● EJERCICIOS
#1 Reproduce palabra por palabra las filas de datos desde su comienzo hasta la línea que contiene "x=805 y=428", con ambos extremos incluidos.
#2 Prosigue el texto sobre la Unión Europea y la falta de un sujeto político europeo a partir de su última oración.

● TEXTO PROPORCIONADO

Solo será posible ir más allá de unas simples medidas defensivas y paliativas si se abre a la política la Unión Europea. El problema de la Unión Europea no es la temible "burocracia de Bruselas", sino la ausencia de un sujeto político europeo con el que los movimientos sociales y los gobiernos que les son favorables puedan negociar. Es algo que pudo comprobar Giannis Varoufakis a lo largo del año pasado cuando las propuestas que realizaba a las distintas instituciones europeas y, en particular, al Eurogrupo, recibían la callada por respuesta. No había en Bruselas, en el marco del Eurogrupo, ni siquiera en la Comisión Europea nadie capaz de responder a las propuestas con contrapropuestas: la única posibilidad era mantener la fórmula absurda que estos últimos años ya sirviera para hundir la economía griega. Y es que ningún sujeto político europeo se está jugando su legitimidad ante la población. La Unión Europea como tal es, según el Tribunal de Justicia de la UE: "una comunidad de derecho", por lo tanto no un Estado ni ningún tipo de sujeto político, sino la mera custodia meramente administrativa y jurídica de un orden de derecho que garantiza el funcionamiento del mercado único. Sujeto político es el que tiene que obtener y negociar su legitimidad (o lo que es lo mismo, la obediencia de la población) en un pulso con la multitud. Muy lejos de cualquier espacio democrático, el propio Partido Comunista Chino lo tiene que hacer, lo que tiene como resultado el éxito de un gran número de huelgas y movilizaciones populares en China. El propio generalísimo Franco lo tuvo que hacer e implantó un birrioso pero existente Estado del bienestar. Las instituciones europeas no tienen que negociar con nadie porque no son portadoras de una racionalidad política directa, sino agentes de una potestad indirecta. Si en el mundo premoderno, la potestad indirecta que determinaba a la potestad directa de los gobenantes era la Iglesia, hoy, esa potestad indirecta corresponde a la economía. En lo cual existe una sutil continuidad, pues economía es, como ha mostrado Giorgio Agamben, término de Iglesia. La economía se presenta como una evidencia, algo que se revela a una casta técnica de economistas y administradores portadores de una racionalidad económica en cuyo nombre "se gobierna sin gobernar" el ámbito de la producción material así como del reparto y circulación de la riqueza.

● DATOS SUMINISTRADOS

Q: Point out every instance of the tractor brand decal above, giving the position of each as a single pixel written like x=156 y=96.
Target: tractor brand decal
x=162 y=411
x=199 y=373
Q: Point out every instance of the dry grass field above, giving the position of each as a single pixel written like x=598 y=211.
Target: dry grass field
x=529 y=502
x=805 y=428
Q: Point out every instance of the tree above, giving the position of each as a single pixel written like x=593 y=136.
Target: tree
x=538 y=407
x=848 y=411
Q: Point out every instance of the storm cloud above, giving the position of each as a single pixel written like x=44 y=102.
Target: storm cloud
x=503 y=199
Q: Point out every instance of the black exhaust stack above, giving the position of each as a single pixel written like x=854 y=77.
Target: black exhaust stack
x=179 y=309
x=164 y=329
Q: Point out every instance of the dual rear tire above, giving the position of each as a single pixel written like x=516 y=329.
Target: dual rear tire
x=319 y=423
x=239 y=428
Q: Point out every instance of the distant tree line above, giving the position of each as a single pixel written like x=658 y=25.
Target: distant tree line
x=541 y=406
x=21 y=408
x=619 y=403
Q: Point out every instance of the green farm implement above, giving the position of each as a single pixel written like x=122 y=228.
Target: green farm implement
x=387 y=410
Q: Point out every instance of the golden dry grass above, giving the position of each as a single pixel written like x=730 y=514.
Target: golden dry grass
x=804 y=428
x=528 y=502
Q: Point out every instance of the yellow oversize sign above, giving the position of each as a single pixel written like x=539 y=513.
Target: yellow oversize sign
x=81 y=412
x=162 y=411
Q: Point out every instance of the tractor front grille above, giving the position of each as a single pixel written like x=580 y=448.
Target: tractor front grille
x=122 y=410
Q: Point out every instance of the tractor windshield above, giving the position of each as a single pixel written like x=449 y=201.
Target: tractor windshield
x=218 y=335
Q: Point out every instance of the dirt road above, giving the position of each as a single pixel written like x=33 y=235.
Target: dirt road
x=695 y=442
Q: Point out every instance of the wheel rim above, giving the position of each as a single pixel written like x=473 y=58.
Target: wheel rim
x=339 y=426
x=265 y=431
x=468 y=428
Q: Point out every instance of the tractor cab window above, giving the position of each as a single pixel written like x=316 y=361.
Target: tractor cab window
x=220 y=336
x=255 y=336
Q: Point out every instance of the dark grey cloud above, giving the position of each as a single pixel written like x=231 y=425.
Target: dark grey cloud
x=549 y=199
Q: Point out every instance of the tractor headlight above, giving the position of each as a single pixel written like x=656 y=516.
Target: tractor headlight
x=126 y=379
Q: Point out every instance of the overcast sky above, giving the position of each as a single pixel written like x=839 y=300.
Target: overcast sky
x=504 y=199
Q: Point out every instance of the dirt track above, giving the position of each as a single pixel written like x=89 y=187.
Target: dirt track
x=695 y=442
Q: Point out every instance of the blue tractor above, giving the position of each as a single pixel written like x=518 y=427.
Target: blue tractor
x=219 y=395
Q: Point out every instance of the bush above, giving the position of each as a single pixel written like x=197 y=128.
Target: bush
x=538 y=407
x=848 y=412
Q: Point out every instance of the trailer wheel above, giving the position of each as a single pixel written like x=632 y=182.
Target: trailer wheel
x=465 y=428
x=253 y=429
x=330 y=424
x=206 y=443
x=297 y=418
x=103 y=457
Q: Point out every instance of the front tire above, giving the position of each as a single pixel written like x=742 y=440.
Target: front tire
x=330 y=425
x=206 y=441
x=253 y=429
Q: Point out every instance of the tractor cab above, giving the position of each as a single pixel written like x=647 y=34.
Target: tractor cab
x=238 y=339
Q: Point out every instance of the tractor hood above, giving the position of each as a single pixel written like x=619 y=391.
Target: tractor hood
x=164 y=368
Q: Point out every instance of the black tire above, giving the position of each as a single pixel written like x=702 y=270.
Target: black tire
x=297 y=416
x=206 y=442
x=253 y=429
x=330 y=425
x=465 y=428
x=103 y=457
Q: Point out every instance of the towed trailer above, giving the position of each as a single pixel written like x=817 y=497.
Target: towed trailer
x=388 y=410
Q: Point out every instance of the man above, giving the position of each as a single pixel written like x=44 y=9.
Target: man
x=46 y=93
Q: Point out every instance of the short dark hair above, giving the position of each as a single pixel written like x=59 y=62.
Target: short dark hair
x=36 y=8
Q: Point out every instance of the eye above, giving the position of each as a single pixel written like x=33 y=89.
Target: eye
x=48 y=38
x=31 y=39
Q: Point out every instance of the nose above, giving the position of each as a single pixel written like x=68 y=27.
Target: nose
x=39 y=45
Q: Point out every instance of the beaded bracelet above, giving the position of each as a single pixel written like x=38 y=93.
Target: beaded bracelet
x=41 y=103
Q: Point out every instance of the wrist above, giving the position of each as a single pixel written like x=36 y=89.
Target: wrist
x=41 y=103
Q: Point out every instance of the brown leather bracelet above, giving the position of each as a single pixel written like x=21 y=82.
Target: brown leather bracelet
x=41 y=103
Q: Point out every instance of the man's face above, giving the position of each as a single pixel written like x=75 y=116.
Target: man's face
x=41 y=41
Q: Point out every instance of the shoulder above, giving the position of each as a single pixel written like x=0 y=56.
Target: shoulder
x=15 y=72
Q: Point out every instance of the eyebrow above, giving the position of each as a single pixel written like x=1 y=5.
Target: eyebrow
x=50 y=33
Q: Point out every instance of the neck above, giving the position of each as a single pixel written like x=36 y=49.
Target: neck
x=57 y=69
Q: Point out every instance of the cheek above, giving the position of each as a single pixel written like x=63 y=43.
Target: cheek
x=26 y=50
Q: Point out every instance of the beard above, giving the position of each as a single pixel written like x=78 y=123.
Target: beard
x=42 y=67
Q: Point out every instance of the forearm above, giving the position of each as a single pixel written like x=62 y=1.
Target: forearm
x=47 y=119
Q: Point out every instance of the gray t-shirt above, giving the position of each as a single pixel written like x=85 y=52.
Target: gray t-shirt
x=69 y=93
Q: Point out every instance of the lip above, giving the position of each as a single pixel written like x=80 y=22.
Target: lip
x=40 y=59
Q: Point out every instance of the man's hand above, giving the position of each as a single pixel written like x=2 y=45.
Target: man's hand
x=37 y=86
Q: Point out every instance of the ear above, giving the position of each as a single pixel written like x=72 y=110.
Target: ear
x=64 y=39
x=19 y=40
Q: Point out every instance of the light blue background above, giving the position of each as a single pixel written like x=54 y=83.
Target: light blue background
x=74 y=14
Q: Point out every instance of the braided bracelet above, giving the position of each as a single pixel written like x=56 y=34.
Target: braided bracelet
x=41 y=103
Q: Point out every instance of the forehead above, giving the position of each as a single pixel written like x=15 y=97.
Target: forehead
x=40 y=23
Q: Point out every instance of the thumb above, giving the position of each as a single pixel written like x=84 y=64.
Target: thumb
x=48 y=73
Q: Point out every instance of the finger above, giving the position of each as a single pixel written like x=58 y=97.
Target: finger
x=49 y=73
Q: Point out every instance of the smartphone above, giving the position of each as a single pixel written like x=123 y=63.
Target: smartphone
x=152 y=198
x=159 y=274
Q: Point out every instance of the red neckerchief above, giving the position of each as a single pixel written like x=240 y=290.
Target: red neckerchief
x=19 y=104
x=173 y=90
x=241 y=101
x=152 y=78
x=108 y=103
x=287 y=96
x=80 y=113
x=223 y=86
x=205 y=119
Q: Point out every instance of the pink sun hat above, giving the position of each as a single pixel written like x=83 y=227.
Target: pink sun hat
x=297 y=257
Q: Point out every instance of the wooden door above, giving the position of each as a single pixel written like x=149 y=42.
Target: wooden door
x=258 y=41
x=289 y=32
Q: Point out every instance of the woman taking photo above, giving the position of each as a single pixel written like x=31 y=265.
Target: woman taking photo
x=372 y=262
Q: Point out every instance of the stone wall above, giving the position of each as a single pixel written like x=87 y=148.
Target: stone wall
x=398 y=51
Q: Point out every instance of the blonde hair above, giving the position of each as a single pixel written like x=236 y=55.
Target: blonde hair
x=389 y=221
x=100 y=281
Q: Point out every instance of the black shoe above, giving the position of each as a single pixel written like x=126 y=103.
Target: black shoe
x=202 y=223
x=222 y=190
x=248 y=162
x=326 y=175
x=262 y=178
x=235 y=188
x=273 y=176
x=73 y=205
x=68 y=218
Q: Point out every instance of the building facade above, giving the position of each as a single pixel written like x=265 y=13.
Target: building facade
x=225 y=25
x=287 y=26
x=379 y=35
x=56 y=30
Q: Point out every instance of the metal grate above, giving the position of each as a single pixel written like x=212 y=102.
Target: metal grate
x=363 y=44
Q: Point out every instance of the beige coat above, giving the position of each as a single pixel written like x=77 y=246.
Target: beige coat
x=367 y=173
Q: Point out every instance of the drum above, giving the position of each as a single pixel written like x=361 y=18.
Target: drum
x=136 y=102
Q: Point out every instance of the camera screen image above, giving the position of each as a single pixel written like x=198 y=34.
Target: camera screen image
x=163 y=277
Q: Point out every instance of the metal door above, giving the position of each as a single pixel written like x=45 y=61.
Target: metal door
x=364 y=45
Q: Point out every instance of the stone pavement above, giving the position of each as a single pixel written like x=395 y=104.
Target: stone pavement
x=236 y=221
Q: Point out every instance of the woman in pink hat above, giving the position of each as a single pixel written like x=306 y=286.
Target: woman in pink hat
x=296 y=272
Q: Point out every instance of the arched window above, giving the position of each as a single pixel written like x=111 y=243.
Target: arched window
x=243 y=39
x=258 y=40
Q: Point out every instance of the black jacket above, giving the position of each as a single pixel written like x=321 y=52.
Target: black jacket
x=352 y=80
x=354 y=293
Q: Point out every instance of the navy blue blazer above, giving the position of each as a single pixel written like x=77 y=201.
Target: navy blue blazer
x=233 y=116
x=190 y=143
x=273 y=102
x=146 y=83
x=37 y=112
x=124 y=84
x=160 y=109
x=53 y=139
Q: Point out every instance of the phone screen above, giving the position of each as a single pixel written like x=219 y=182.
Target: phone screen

● RESPUESTAS POR TAREA
#1
Q: Point out every instance of the tractor brand decal above, giving the position of each as a single pixel written like x=156 y=96.
Target: tractor brand decal
x=162 y=411
x=199 y=373
Q: Point out every instance of the dry grass field above, giving the position of each as a single pixel written like x=598 y=211.
Target: dry grass field
x=529 y=502
x=805 y=428

#2
La lógica de la economía no es la de la representación, que admite cierto margen de resistencia al no coincidir nunca -fuera de la imaginación totalitaria- los representantes con los representados, sino la de la evidencia indiscutible de algo casi "natural". La Unión Europea es el resultado de la extensión a escala de casi todo el continente de la lógica liberal ya operante en los distintos Estados. En cada uno de ellos, la economía se constituyó como espacio autónomo al retirarse el poder soberano de la administración de una serie de cuestiones relacionadas con la riqueza, su producción y su reparto, por considerarse estas cuestiones, por un lado, demasiado complejas para gestionarlas por decreto del soberano, y, por otro lado, por resultar, según el dictamen de la economía política, capaces de autorregulación. La autolimitación soberana en la UE ha terminado coordinándose entre diversos Estados soberanos para configurar un mercado y un espacio económico común. Esto, sin embargo, y contrariamente a la opinión comúnmente admitida, no entraña ninguna auténtica transferencia de soberanía a ningún órgano político común, sino un mero acuerdo de coordinación de la autolimitación del poder soberano. Son cosas muy distintas: una "transferencia de soberanía" o, en realidad, una transferencia de competencias -pues la soberanía como tal es intransferible- tiene como condición y como resultado la creación de una soberanía común, pues solo pueden transferirse competencias de un poder soberano a otro de nivel superior. Sí se puede, sin embargo, establecer un determinado marco administrativo y jurídico, no soberano y no político que gestione la cosa económica sin tocar por ello la soberanía de cada Estado. Para que la Unión Europea fuese una entidad política federal, tendría que haberse producido un proceso constituyente, pero este proceso nunca ha tenido lugar ni, probablemente lo pueda tener nunca en las condiciones del neoliberalismo. De ahí el fracaso de propuestas constitucionales como la de Giscard d'Estaing que terminaron convirtiéndose en mero marco formal de acomodo de un régimen liberal común sin sujeto político alguno.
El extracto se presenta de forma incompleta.